* [Given task]: Reproduce the lines starting at the one containing "identify every coastline" and ending at the one containing "(92, 31), (300, 225)", substituting "gripping" for "grasping" and leaving all else unchanged.

* [Recorded data]:
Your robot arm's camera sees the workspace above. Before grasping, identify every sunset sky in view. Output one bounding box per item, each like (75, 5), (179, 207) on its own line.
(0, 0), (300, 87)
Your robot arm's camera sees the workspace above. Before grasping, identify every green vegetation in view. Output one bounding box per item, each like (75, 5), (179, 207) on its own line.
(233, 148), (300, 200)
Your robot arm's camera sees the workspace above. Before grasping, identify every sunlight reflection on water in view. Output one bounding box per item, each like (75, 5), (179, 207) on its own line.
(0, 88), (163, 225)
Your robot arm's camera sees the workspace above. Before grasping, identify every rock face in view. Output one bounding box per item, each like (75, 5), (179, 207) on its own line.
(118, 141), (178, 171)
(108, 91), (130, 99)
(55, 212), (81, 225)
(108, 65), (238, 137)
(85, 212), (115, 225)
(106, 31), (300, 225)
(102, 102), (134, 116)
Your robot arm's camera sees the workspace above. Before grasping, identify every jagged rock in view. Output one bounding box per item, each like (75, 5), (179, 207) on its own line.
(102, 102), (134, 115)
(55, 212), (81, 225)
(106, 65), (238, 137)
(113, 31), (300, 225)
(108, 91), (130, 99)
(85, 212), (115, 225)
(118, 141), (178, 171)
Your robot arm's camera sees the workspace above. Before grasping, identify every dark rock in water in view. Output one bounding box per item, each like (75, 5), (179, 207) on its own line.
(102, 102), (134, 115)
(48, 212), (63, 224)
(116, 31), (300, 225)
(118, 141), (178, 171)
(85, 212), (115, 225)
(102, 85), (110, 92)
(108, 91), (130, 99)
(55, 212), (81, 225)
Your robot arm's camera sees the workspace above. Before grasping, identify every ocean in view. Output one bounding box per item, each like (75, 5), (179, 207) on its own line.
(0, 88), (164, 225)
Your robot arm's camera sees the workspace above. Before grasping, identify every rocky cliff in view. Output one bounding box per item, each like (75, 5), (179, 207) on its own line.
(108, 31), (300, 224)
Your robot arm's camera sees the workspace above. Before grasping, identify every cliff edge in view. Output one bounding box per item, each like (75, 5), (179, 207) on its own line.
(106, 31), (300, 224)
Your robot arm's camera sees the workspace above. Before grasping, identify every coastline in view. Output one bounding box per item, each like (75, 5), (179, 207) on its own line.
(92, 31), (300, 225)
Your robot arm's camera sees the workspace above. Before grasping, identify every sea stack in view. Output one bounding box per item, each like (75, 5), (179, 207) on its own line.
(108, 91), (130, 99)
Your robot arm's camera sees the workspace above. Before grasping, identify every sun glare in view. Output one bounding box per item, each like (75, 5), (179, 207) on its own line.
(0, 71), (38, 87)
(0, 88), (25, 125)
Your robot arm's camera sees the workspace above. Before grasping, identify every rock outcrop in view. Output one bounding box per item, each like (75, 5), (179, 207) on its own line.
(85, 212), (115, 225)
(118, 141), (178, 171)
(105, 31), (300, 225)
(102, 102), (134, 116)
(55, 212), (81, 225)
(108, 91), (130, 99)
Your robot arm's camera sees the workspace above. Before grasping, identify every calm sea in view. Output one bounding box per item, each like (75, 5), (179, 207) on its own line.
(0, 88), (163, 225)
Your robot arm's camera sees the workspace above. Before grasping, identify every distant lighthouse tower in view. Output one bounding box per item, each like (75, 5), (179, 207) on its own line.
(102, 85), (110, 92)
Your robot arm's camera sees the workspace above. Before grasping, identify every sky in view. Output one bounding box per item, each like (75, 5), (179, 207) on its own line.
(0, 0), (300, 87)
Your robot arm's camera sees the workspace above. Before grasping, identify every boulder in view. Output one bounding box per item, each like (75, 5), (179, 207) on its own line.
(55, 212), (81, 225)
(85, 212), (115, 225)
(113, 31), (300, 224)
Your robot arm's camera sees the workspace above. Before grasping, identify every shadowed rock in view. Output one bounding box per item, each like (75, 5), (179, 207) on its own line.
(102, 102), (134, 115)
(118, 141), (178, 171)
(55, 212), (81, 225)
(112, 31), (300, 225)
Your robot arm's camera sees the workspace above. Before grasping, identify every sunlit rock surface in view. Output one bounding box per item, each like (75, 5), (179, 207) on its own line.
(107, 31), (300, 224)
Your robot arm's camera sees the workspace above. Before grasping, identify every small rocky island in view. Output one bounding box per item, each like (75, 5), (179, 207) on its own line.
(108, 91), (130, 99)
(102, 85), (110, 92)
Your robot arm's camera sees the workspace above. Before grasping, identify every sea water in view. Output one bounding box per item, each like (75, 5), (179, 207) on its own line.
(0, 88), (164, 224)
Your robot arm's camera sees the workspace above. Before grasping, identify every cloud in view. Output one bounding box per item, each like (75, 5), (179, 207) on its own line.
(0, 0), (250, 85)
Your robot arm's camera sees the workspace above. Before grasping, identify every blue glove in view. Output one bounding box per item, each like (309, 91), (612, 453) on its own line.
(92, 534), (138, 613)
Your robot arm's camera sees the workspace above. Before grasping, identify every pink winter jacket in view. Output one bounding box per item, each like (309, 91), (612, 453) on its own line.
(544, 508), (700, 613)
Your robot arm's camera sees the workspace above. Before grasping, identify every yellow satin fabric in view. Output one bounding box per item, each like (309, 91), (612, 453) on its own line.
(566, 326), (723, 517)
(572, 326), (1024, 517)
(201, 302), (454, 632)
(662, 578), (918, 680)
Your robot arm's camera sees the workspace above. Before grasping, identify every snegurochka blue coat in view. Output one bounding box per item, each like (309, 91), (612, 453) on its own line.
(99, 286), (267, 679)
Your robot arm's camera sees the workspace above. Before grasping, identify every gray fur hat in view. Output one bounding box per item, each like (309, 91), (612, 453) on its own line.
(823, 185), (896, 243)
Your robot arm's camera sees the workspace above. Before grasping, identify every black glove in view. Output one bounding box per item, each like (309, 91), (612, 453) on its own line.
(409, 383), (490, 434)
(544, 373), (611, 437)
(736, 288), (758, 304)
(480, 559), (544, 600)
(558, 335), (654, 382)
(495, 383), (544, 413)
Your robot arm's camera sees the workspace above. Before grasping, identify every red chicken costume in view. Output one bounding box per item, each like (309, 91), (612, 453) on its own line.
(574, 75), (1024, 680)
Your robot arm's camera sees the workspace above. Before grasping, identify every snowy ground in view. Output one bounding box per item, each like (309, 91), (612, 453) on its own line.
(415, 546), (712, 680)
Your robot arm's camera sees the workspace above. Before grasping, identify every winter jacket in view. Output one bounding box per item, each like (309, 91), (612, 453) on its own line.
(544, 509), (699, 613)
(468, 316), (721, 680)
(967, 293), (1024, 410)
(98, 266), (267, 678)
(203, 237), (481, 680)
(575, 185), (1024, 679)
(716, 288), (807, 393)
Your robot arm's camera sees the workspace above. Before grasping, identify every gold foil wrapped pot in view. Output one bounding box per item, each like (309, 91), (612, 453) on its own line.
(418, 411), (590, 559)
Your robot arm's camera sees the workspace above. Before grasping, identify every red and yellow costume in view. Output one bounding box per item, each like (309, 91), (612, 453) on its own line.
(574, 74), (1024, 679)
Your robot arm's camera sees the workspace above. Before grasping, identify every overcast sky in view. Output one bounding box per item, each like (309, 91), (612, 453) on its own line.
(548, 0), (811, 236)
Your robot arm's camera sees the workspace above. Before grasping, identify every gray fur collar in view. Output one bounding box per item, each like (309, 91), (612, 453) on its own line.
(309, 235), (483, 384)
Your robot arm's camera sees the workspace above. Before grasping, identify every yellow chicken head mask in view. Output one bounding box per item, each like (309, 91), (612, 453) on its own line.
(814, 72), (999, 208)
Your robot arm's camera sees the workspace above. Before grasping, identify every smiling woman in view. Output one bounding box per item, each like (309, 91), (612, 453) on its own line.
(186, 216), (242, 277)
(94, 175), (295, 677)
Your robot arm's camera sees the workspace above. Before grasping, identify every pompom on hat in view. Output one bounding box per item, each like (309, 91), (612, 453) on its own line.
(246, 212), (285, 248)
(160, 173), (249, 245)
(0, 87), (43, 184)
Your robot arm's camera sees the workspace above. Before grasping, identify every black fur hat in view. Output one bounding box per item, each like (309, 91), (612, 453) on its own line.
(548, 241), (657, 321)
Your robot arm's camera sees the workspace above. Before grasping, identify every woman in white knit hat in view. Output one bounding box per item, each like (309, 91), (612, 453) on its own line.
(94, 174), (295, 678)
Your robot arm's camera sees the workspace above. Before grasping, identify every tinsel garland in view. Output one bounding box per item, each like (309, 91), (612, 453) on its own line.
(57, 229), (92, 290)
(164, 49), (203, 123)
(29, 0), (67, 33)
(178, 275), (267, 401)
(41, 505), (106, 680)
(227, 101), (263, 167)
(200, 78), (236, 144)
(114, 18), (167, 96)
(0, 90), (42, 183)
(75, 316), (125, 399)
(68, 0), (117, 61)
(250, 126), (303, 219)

* [Answer in full]:
Your robot arm's camera sees the workspace above. Before gripping, identify every coastline in view. Output one bounding box per item, each like (75, 5), (179, 207) on its own line.
(92, 31), (300, 225)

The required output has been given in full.